▶ Instructions to follow
Could the data below be printed out exactly, with the pictures left out?

- - - - -

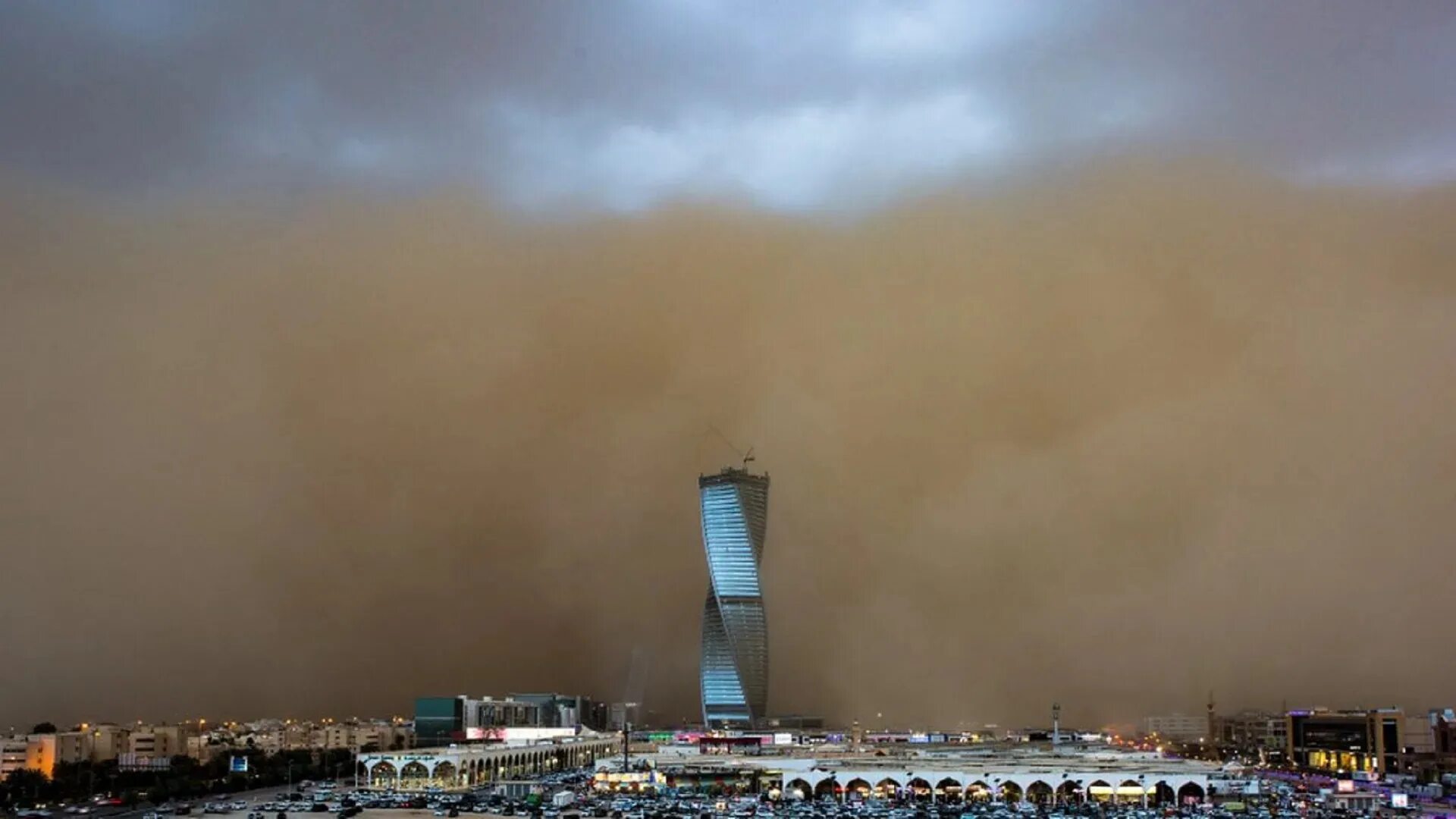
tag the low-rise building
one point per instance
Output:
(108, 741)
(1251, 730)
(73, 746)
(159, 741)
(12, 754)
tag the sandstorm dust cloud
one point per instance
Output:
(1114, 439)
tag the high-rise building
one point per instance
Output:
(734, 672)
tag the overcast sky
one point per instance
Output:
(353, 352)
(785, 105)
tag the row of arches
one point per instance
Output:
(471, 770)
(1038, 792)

- - - - -

▶ Answer box
tag the low-rise building
one point per instance
Output:
(108, 741)
(1251, 730)
(73, 746)
(159, 741)
(12, 754)
tag the sandstorm dust cloud
one point per instance
Output:
(1114, 439)
tag the high-rise building
one point per instance
Output:
(734, 672)
tag the overcast sky
one point per instance
Output:
(353, 352)
(785, 105)
tag the row of arches
one point per instance
Output:
(471, 770)
(1038, 792)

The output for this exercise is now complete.